Problem requirements:
Write a continuation of the forum post below on the difficulty of CUDA programming, beginning after its last sentence.

Source document:
==============================

Doom9's Forum - View Single Post

LoRd_MuldeR · 6th August 2010, 15:36

Quote:

Originally Posted by neuron2

It's not difficult. I wrote an NV12 to RGB24 conversion (with configurable 601/709 coefficients) plus host transfer in two days. And that was starting with very little knowledge of CUDA. The code is so simple that I'm embarrassed that it took me that long (although a lot of that time was working out the correct YUV->RGB equations and optimizing the implementation).

So speak for yourself!

That really is an extremely simplistic example. And the problem fits perfectly on CUDA, as the RGB color value of a pixel only depends on the YUV color value of the same pixel, it does not depend on any other pixels. That's as "local" and "parallalizable" as it can be. I guess you didn't even use the Shared memory for that. There aren't much problems like that in the real world, unfortunately.

==============================

Entries supplied:
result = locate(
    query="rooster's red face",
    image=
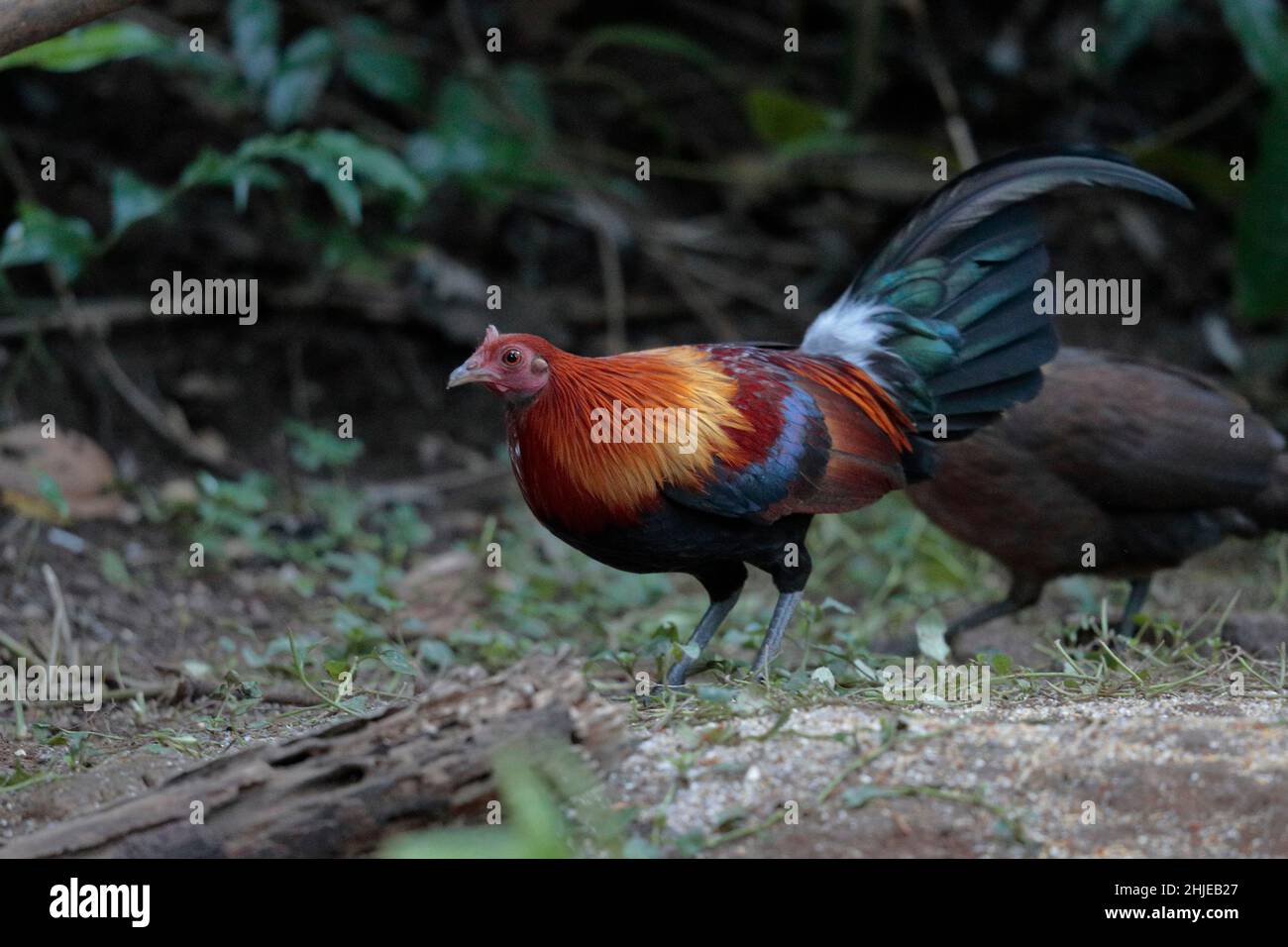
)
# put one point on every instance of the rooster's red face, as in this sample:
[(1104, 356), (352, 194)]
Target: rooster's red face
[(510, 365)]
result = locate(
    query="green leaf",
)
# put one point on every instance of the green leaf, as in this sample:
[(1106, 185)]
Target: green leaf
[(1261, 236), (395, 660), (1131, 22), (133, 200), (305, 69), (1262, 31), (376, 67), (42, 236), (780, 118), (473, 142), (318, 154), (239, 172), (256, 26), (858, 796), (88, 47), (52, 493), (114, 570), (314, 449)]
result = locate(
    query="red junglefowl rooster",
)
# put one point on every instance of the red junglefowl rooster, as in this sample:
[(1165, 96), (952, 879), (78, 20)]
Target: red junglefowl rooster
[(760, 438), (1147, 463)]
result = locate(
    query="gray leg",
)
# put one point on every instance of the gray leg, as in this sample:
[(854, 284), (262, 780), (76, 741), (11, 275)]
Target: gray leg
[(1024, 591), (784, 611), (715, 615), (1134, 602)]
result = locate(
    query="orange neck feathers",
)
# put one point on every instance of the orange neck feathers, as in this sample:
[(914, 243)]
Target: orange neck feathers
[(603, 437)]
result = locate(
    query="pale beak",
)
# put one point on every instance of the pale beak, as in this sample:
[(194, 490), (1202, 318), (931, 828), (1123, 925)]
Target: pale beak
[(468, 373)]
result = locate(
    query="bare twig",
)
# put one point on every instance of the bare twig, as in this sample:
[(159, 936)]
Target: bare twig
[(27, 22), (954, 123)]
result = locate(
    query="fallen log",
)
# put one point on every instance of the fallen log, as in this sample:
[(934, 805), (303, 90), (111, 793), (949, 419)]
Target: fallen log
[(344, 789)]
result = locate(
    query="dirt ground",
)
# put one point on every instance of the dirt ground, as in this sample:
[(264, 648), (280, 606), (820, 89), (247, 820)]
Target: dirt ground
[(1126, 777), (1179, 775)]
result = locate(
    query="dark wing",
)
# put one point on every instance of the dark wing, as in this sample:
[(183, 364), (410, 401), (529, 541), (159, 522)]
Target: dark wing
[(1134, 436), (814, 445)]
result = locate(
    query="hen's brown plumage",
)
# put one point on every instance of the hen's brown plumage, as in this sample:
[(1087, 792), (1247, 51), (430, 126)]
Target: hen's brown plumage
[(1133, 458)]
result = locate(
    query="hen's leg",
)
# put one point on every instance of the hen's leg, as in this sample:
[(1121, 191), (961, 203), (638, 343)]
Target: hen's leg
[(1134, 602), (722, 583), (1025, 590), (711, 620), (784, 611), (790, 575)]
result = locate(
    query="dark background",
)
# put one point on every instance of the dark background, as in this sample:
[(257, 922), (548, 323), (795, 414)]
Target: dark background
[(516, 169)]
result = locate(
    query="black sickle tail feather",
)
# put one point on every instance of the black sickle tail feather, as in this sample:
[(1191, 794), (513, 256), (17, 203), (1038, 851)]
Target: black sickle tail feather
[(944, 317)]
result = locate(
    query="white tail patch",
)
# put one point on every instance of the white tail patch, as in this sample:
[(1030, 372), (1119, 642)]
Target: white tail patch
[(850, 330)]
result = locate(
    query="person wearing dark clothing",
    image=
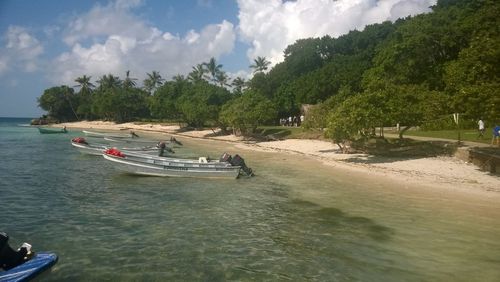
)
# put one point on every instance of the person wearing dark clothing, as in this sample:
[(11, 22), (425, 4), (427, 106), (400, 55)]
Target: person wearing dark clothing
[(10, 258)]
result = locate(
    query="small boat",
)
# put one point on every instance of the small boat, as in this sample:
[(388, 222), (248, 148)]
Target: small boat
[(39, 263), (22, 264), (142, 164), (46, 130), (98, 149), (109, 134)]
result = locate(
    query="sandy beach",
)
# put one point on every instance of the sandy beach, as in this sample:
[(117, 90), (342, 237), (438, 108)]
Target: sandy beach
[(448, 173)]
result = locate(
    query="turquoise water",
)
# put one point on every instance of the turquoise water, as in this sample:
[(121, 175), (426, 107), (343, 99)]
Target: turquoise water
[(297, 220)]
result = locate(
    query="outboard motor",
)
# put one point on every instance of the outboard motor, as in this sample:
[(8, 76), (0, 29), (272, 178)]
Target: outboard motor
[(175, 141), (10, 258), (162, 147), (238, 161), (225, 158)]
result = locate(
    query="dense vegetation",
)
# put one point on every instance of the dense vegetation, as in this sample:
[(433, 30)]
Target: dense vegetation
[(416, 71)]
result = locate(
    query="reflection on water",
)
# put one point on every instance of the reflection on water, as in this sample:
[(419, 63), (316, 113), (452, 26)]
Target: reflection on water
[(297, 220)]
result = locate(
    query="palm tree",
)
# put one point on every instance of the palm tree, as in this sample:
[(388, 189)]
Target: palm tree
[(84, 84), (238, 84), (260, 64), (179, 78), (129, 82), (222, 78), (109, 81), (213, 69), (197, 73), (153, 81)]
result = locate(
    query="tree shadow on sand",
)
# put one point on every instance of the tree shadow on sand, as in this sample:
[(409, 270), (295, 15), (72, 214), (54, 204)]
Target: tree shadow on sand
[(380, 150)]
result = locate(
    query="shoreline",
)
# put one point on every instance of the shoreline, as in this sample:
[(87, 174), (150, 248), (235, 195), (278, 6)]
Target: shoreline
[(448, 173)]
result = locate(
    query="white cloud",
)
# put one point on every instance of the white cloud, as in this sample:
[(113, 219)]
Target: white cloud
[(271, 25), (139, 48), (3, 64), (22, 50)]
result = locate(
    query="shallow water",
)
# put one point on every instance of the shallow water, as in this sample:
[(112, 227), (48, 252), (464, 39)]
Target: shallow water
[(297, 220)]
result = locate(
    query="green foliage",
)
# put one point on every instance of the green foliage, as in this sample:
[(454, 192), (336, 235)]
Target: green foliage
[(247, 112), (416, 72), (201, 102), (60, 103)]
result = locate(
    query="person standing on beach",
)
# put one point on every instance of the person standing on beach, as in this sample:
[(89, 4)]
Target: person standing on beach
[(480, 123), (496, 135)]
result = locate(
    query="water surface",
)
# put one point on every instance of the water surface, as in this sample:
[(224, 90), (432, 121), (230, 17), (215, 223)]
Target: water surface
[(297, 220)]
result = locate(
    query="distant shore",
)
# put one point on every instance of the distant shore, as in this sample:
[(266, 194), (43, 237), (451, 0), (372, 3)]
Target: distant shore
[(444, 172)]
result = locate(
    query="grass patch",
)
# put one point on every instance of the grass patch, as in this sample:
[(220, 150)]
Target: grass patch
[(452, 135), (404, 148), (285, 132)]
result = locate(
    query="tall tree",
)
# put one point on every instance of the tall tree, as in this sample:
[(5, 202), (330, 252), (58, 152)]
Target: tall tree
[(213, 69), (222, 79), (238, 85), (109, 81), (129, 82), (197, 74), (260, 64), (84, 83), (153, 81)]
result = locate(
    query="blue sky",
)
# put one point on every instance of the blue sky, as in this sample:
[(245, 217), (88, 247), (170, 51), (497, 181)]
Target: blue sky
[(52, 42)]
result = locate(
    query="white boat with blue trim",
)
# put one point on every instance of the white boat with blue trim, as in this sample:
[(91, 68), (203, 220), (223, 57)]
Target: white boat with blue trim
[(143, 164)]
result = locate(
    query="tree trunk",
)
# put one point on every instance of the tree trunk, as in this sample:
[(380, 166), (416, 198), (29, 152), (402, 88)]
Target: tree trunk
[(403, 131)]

==============================

Reply to the exercise:
As soon as you do something slightly more complex and you try to do it in a way that runs "fast" on CUDA, things get much more ugly. Especially if you need to store intermediate data in "shared" memory, but shared memory is too small. Also all the "memory access pattern" things are very complex. You need to take care which threads (of a block) run in the same Warp and which memory addresses (banks) they access.

Again I want to point to this example:
http://developer.download.nvidia.com.../reduction.pdf

(And remember, all they implement is a simple Vector reduction! At the end they have a bunch of code, code that really isn't trivial to understand, while in plain C this would be ~3 lines of code ^^)